### Extract to read
Start of Block

While we initially decided to focus on GStreamer for implementing DMABUF buffer sharing between the VPU and the display engine, cedrus-frame-test (the standalone userspace implementation supporting the Sunxi-Cedrus VPU driver) allows us to directly work on implementing DMABUF support. So even though GStreamer does not work with libva-cedrus at this point, DMABUF support was started in a dedicated branch of the cedrus-frame-test repository. DMABUF is currently failing on the kernel side, when validating the page number of the requested DMA buffer. In this area as well, further investigation and work will be needed.

In the meantime, the Sunxi-Cedrus page on the linux-sunxi wiki was updated with the latest status of Sunxi-Cedrus support, instructions to build and install libva-cedrus and cedrus-frame-test as well as configure VLC for decoding MPEG2 videos. Feedback and test reports are welcome, especially regarding videos that are not decoded properly and show visual artifacts. The community around Sunxi-Cedrus hangs out on the #linux-sunxi and #cedrus channels of the freenode IRC network, so it is the best place to ask questions and discuss all things related to Sunxi-Cedrus!

Stay tuned for next week’s progress report!

Allwinner VPU support in mainline Linux status update (week 16)

As announced last week, the second revision of the Sunxi-Cedrus driver patchset was submitted for review earlier this week. While this new revision is based on the latest version of the request API, it also includes several fixes for corner-cases of this new API, especially to use it in the context of a M2M driver. Regarding the driver itself, significant reworks were carried out (including both functional and cosmetic changes) and the driver is now more stable. It was tested on the A33 and A20 so far and works nicely on both.

The standalone tool that was developed for testing the driver, called cedrus-frame-test, has seen various improvements that allow reliably testing the Sunxi-Cedrus driver. The tool is now in a state where it can be used nicely from the command line and includes the first few frames of our reference Big Buck Bunny MPEG2 video. It also implements timestamping to have a clear idea of how long frame decoding and frame display take. A target number of frames per seconds can also be set, with error messages printed when the target fps could not be met. Finally, a dummy libVA backend was written to easily dump slices and frame metadata from videos: libva-dump.

cedrus-frame-test displaying Big Buck Bunny frames decoded with Sunxi-Cedrus

Instructions to setup the kernel driver as well as cedrus-frame-test from our trees will be made available on the linux-sunxi wiki page dedicated to Sunxi-Cedrus very soon.

End of Block

[Point-per-instance localization data]
Start of Block

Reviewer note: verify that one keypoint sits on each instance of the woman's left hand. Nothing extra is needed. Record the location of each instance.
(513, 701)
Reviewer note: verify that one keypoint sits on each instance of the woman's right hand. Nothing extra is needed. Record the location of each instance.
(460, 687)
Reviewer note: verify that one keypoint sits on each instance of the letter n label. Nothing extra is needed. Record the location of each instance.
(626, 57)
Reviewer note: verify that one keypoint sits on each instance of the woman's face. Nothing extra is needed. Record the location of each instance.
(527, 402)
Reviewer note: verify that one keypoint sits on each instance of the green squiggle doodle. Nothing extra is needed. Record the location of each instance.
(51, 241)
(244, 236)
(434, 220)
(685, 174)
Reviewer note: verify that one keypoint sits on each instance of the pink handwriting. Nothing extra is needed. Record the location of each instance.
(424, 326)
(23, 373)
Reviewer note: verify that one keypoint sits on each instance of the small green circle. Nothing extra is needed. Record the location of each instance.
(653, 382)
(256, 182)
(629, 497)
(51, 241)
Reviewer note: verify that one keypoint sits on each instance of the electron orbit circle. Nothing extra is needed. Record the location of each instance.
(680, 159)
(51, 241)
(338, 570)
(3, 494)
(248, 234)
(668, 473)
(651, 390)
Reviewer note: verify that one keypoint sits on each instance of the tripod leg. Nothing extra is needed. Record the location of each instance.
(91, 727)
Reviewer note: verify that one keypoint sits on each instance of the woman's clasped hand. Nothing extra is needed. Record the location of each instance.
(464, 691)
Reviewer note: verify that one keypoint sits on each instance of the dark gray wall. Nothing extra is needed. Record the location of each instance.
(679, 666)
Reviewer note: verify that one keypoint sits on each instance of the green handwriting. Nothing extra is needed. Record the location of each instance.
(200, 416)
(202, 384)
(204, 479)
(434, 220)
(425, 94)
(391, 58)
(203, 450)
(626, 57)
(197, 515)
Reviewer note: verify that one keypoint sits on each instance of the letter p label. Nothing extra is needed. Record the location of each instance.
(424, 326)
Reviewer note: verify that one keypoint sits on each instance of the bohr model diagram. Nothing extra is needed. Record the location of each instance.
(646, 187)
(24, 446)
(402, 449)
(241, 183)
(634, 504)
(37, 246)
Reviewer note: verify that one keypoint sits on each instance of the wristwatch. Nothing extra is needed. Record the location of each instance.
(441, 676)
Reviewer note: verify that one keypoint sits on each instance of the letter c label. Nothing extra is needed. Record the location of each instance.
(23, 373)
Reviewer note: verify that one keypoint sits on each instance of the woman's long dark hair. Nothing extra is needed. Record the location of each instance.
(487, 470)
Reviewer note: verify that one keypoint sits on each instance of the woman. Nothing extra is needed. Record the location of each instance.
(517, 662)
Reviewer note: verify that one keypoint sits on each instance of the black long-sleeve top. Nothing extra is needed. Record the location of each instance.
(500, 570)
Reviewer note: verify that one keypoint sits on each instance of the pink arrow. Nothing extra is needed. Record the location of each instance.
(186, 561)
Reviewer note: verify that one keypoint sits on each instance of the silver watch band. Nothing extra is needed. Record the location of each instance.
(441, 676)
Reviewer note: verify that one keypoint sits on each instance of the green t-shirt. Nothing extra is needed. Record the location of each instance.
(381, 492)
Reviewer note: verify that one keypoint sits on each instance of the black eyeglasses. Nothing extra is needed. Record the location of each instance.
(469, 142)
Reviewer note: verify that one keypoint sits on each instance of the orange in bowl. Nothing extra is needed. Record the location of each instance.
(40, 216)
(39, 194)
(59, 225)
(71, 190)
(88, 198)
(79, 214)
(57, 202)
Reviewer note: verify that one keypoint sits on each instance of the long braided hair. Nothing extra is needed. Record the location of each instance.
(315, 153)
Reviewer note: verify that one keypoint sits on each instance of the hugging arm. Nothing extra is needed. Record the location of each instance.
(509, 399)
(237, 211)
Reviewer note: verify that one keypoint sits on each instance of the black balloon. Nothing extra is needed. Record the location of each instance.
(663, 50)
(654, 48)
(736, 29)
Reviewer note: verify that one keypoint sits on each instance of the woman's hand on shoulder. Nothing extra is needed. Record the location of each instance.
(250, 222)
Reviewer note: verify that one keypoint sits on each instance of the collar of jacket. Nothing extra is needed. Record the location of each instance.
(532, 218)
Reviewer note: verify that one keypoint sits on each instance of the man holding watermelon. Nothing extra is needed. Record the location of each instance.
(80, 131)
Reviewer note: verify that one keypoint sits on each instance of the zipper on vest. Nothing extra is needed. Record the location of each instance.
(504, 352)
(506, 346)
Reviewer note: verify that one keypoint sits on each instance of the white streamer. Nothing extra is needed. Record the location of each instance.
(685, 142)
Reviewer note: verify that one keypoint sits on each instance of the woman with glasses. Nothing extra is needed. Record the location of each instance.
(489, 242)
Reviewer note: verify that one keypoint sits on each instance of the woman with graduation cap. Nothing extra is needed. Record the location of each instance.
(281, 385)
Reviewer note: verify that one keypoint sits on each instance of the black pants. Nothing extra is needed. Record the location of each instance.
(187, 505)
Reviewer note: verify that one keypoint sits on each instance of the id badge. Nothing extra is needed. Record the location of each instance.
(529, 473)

End of Block

Continue the Sunxi-Cedrus VPU status report from its last sentence.

At this point, the time spent decoding each video frame is rather satisfying (around 5 ms as a ballpark figure) for our 854×480 demo video. We are still doing a hard copy of each frame to feed it to the display driver: that’s where the current bottleneck is. There is work left to be done in that area, first by implementing DMAbuf and also by using proper page flipping in cedrus-frame-test. We are also hitting a display issue with 4.16 on the A20, although that problem might have been fixed in 4.17 already.

Next week will be focused on (finally) adding DMAbuf support and getting libVA in shape to work with the new Sunxi-Cedrus kernel driver under VLC and GStreamer. The final patch of the first GStreamer adaptation series submitted some weeks ago was recently merged in GStreamer.

Allwinner VPU support in mainline Linux status update (week 15)

This week, Paul worked on preparing a new version of the patch series introducing support for the Sunxi-Cedrus VPU kernel driver, based upon the latest version of the Request API as submitted for review by Hans Verkuil on Monday. In order to make it easier to test the kernel driver, a standalone tool was written to decode a single frame (that was dumped beforehand). Support for displaying the decoded frame directly into a DRM plane was also added later this week, providing direct visual feedback. Finally, significant work was put into our libVA backend, that saw a significant rewrite of the memory-management logic related to video buffers.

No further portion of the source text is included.